Set task: The entries need to be copied exactly.

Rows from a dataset

────────

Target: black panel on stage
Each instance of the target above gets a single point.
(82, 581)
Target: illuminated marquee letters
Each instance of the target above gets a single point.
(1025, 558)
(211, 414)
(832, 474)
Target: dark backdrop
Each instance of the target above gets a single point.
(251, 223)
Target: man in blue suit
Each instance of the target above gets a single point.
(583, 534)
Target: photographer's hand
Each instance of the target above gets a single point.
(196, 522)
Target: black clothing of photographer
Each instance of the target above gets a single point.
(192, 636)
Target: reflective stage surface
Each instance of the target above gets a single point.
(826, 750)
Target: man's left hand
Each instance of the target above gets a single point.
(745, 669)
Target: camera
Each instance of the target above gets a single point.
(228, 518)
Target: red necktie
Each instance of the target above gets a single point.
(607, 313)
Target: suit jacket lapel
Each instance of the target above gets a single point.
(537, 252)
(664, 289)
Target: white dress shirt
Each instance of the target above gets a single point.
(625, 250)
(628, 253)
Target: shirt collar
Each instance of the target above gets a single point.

────────

Result for this exercise:
Target: black panel on stage
Each instance of the target above gets a single point.
(82, 581)
Target: illuminated marquee letters
Each instance of the target above gets a single point.
(1025, 558)
(211, 414)
(832, 474)
Target: dark backdrop
Each instance of the target above gets a single point.
(251, 223)
Target: man in blue suit
Each instance of the target above gets a single point.
(583, 534)
Target: photographer's hand
Each instance of the target above gets a single point.
(196, 522)
Target: black clothing of photographer
Each instance of the target above gets a single point.
(192, 636)
Target: reflective stage surface
Each instance of the target above gets a single point.
(826, 750)
Target: man's left hand
Each instance of the target above gets a single point.
(745, 669)
Target: camera
Each instance of the target above gets a single point.
(228, 518)
Target: red necktie
Each instance of the target above gets a single point.
(607, 313)
Target: suit jacket lapel
Each instance of the target above gets a single point.
(537, 252)
(664, 289)
Target: white dress shirt
Each instance of the target above gets a single point.
(625, 250)
(628, 253)
Target: shirt collar
Each instance of the target above gets a single point.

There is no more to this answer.